[TASK TO CARRY OUT]
Your answer must be an exact copy of all the entries.

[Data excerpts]
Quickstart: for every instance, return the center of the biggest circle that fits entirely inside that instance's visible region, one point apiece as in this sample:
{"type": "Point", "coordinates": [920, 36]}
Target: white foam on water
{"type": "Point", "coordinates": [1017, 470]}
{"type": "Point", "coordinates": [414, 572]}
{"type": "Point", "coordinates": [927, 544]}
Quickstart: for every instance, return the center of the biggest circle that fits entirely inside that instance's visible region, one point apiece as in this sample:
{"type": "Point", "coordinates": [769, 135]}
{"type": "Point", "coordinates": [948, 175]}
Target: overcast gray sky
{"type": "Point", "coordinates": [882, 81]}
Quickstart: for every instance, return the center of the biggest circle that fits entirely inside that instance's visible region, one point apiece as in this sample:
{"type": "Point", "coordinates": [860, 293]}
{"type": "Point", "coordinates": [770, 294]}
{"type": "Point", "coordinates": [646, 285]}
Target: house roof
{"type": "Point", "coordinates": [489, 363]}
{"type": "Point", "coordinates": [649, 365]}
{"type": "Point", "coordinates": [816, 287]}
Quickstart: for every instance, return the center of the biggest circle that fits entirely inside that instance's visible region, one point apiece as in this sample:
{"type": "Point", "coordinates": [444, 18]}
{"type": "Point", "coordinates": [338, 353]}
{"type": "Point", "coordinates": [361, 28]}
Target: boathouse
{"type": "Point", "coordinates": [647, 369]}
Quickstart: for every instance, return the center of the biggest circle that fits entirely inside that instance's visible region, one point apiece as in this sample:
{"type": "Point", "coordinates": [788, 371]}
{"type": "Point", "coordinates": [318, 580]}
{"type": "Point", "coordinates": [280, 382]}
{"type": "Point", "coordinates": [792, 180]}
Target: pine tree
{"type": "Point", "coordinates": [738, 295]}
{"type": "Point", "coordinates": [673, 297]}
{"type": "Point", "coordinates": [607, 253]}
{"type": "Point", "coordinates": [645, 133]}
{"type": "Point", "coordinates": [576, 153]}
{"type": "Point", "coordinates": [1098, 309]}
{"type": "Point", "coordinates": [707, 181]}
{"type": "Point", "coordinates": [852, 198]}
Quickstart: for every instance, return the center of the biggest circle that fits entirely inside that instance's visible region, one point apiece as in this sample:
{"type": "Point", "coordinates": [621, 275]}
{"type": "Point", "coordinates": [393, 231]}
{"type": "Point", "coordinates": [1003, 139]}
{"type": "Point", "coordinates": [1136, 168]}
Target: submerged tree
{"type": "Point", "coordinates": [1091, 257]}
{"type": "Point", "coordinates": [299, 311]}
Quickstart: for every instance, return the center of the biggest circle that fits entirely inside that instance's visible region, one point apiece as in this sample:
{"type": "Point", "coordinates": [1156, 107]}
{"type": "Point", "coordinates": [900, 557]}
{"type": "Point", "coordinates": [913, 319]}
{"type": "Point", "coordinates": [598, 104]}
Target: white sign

[SOLUTION FOR THIS TASK]
Quickstart: for every instance, return the center of the biggest circle that fits entirely inside that instance's visible region, one point apiece as in this sample:
{"type": "Point", "coordinates": [920, 36]}
Target: white foam on water
{"type": "Point", "coordinates": [1017, 470]}
{"type": "Point", "coordinates": [414, 572]}
{"type": "Point", "coordinates": [927, 544]}
Quickstart: for every instance, return the center of the biggest circle that fits entirely inside that instance's visible region, one point apiece as in this sample:
{"type": "Point", "coordinates": [769, 135]}
{"type": "Point", "coordinates": [948, 175]}
Target: overcast gray sky
{"type": "Point", "coordinates": [882, 81]}
Quickstart: for every instance, return the center of the biggest circle that fits entirely inside that instance's visible region, one point apiece as in this sample:
{"type": "Point", "coordinates": [860, 293]}
{"type": "Point", "coordinates": [770, 294]}
{"type": "Point", "coordinates": [646, 285]}
Target: house roof
{"type": "Point", "coordinates": [489, 363]}
{"type": "Point", "coordinates": [649, 365]}
{"type": "Point", "coordinates": [816, 287]}
Quickstart: for every instance, return the center of the biggest circle that fits entirely inside that instance's visible region, one point apiece as in this sample:
{"type": "Point", "coordinates": [444, 18]}
{"type": "Point", "coordinates": [338, 353]}
{"type": "Point", "coordinates": [361, 28]}
Target: boathouse
{"type": "Point", "coordinates": [647, 369]}
Quickstart: for every instance, return the center of the biggest circle that fits entirely inside that instance's visible region, one point apiece as in this sample:
{"type": "Point", "coordinates": [788, 371]}
{"type": "Point", "coordinates": [318, 580]}
{"type": "Point", "coordinates": [280, 382]}
{"type": "Point", "coordinates": [792, 180]}
Target: pine tree
{"type": "Point", "coordinates": [738, 295]}
{"type": "Point", "coordinates": [673, 297]}
{"type": "Point", "coordinates": [607, 253]}
{"type": "Point", "coordinates": [645, 133]}
{"type": "Point", "coordinates": [576, 153]}
{"type": "Point", "coordinates": [1098, 309]}
{"type": "Point", "coordinates": [707, 181]}
{"type": "Point", "coordinates": [852, 198]}
Quickstart: for every instance, return the center of the biggest circle that fits entirely inside that instance's visible region, one point apiece as in this sample:
{"type": "Point", "coordinates": [621, 275]}
{"type": "Point", "coordinates": [393, 231]}
{"type": "Point", "coordinates": [1003, 139]}
{"type": "Point", "coordinates": [1136, 168]}
Target: submerged tree
{"type": "Point", "coordinates": [1091, 257]}
{"type": "Point", "coordinates": [299, 311]}
Quickstart: for every instance, return the center of the biggest circle that fits entirely inside that instance's visible region, one point apiece as in this sample:
{"type": "Point", "coordinates": [1156, 107]}
{"type": "Point", "coordinates": [900, 557]}
{"type": "Point", "coordinates": [913, 319]}
{"type": "Point", "coordinates": [598, 104]}
Target: white sign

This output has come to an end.